Work instructions:
Please count the lines in the data below that contain the string "cable", treating uppercase and lowercase as different, and give only the number.

Material provided:
* start *
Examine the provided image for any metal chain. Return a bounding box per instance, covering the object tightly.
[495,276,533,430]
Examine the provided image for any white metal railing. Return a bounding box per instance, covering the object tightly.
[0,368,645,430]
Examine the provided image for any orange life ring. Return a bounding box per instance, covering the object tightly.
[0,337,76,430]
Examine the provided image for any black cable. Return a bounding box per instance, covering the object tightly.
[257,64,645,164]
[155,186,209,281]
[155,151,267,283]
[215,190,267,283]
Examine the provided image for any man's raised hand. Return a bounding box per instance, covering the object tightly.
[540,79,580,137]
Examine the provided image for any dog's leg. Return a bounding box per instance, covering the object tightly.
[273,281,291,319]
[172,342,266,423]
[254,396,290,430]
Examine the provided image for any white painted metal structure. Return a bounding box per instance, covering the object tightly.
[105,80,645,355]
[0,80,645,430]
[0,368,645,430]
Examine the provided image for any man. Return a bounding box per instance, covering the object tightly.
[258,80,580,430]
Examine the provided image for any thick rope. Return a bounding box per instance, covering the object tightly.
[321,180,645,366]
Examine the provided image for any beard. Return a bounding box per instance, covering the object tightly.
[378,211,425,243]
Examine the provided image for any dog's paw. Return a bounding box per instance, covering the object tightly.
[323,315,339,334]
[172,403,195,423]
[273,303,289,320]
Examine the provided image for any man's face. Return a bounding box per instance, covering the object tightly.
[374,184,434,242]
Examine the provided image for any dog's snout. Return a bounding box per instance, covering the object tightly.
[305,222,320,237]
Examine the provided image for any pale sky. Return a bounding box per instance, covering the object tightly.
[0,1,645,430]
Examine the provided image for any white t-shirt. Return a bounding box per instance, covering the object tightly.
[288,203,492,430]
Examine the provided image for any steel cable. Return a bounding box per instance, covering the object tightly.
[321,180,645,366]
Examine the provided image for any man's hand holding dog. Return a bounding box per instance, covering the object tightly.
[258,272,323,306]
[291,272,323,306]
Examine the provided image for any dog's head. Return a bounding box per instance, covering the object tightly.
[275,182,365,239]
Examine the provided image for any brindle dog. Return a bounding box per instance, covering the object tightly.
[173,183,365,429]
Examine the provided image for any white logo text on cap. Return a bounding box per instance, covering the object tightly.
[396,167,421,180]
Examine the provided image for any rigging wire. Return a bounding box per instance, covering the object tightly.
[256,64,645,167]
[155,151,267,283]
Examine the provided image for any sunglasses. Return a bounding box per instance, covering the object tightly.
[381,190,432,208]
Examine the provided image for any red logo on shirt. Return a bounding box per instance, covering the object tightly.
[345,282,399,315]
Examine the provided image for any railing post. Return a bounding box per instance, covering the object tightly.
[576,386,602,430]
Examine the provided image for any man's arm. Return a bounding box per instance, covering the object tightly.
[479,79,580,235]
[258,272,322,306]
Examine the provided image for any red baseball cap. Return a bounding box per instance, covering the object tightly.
* end *
Right answer:
2